**What the task requires:** Among the lines of data below, reproduce only those from the one with "Target: storm cloud" through the one with "point(103, 240)", exactly as they stand, both ends included.

**Given information:**
^^^^^^^^^^^^^^^^

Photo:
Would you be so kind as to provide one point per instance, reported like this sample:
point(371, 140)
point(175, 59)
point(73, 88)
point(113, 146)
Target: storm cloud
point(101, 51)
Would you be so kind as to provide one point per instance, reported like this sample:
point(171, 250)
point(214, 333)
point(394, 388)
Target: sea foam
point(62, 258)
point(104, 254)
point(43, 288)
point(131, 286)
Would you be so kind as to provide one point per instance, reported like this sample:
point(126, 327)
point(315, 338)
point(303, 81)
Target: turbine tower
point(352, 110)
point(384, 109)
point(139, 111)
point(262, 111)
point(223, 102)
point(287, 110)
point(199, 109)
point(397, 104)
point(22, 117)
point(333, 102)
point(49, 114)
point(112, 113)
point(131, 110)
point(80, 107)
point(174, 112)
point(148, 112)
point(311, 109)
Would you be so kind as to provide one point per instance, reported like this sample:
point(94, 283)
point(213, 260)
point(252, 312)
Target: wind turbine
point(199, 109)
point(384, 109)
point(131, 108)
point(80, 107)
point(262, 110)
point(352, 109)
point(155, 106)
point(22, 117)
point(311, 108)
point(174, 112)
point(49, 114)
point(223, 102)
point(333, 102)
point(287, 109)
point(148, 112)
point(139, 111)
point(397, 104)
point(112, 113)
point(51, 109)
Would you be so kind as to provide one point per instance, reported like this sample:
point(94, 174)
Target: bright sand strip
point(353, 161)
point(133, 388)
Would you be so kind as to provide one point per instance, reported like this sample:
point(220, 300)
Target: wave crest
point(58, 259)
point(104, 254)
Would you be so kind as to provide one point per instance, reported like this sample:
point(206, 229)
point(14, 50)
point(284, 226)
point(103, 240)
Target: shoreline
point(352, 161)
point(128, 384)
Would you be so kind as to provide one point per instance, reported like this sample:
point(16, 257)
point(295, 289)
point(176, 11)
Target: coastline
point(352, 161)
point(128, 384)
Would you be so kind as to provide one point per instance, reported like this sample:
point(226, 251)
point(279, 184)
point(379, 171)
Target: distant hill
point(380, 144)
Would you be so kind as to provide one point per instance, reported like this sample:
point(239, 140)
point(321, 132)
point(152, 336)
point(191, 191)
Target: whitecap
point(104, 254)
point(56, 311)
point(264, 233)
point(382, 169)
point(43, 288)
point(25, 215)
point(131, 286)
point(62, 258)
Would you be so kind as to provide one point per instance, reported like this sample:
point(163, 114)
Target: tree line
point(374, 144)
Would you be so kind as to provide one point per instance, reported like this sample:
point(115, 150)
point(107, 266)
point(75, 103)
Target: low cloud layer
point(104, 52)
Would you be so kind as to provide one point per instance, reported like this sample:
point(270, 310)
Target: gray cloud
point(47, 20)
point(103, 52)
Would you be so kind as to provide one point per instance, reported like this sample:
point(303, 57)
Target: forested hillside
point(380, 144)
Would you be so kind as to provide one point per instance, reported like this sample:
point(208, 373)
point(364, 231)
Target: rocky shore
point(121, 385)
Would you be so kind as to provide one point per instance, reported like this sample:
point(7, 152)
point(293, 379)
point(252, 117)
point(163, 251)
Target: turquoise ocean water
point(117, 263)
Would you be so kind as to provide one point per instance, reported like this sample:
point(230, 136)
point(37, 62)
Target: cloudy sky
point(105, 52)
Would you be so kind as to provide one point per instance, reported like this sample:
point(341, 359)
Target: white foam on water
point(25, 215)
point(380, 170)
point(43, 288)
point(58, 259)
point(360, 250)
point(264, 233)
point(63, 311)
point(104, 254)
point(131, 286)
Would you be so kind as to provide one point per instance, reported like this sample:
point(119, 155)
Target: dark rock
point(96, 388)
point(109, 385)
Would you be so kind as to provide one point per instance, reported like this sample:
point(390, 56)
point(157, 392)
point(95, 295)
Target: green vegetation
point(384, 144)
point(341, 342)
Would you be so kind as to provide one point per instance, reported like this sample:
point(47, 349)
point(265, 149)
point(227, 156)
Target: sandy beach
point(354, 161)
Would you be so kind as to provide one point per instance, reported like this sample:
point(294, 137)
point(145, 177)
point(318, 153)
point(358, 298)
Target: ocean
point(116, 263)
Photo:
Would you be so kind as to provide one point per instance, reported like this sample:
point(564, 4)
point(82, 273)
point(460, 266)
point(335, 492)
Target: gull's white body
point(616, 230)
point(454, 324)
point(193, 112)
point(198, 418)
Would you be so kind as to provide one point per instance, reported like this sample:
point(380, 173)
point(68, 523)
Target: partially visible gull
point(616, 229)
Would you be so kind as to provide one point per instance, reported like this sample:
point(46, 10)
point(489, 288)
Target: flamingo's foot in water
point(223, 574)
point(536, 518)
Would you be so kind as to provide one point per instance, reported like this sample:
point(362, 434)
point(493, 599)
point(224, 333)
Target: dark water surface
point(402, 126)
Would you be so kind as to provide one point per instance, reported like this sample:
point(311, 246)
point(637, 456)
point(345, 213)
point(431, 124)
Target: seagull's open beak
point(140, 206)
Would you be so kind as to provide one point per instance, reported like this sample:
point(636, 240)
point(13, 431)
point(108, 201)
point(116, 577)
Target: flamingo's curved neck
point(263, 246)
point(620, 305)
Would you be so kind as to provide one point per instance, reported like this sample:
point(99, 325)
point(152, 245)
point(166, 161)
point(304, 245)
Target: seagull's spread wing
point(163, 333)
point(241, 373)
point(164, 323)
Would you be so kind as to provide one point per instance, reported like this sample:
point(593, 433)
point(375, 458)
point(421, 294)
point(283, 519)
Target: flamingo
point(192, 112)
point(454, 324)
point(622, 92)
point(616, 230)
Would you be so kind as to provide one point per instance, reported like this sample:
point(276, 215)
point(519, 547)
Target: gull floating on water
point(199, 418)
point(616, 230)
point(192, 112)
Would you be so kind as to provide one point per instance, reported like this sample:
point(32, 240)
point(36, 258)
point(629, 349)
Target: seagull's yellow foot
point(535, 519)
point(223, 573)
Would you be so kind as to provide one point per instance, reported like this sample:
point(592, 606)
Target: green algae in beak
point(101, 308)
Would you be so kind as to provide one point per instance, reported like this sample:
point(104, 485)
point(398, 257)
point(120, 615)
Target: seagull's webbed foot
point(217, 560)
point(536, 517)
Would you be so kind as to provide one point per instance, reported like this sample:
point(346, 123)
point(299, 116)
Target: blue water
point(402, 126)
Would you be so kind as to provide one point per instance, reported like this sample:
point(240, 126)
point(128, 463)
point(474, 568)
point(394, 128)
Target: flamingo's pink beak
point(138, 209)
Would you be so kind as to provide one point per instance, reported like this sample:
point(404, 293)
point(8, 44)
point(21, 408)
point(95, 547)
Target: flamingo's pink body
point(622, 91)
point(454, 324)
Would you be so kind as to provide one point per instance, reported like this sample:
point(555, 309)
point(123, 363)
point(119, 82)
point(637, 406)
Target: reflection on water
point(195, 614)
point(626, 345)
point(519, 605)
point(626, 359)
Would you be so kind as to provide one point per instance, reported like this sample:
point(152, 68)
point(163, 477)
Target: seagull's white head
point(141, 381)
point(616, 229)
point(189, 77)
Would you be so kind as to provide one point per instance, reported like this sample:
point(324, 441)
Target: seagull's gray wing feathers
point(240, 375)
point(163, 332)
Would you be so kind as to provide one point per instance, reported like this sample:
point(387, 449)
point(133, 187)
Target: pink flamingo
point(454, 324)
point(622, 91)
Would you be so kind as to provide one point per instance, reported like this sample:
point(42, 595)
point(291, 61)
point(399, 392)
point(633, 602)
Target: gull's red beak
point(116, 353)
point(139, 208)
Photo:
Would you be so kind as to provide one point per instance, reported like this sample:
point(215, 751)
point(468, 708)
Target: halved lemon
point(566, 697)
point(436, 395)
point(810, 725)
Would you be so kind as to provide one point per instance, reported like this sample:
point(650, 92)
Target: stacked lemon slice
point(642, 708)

^^^^^^^^^^^^^^^^

**Completed exercise:**
Target: storm cloud
point(101, 51)
Would you be so kind as to provide one point per instance, reported like this sample:
point(171, 250)
point(214, 333)
point(394, 388)
Target: sea foam
point(62, 258)
point(104, 254)
point(43, 288)
point(131, 286)
Would you be so kind as to provide one point per instance, reported like this sample:
point(126, 327)
point(315, 338)
point(303, 81)
Target: turbine tower
point(352, 110)
point(384, 109)
point(139, 111)
point(262, 111)
point(223, 102)
point(287, 110)
point(199, 109)
point(397, 104)
point(22, 117)
point(333, 102)
point(49, 114)
point(112, 113)
point(131, 110)
point(80, 107)
point(174, 112)
point(148, 112)
point(311, 109)
Would you be so kind as to provide one point per instance, reported like this sample:
point(94, 283)
point(213, 260)
point(252, 312)
Target: wind turbine
point(199, 109)
point(384, 109)
point(131, 108)
point(80, 107)
point(262, 110)
point(352, 109)
point(155, 106)
point(22, 117)
point(311, 108)
point(174, 112)
point(49, 114)
point(223, 102)
point(333, 102)
point(287, 109)
point(148, 112)
point(139, 111)
point(397, 104)
point(112, 113)
point(51, 109)
Would you be so kind as to provide one point per instance, reported like this sample:
point(94, 174)
Target: bright sand strip
point(353, 161)
point(133, 388)
Would you be so kind as to provide one point per instance, reported like this sample:
point(220, 300)
Target: wave crest
point(58, 259)
point(104, 254)
Would you be so kind as to provide one point per instance, reported like this sample:
point(206, 229)
point(14, 50)
point(284, 226)
point(103, 240)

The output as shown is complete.